Each entry below is to be copied verbatim, with no line missing.

++++ Data for review ++++

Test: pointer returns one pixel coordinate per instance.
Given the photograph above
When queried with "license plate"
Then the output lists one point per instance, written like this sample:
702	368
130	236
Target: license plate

++++

## Answer section
Test: pointer returns one pixel coordinate per instance.
Given the photograph above
When queried with "license plate"
Then the output lists one point per instance, written like this sample:
702	368
130	236
Target: license plate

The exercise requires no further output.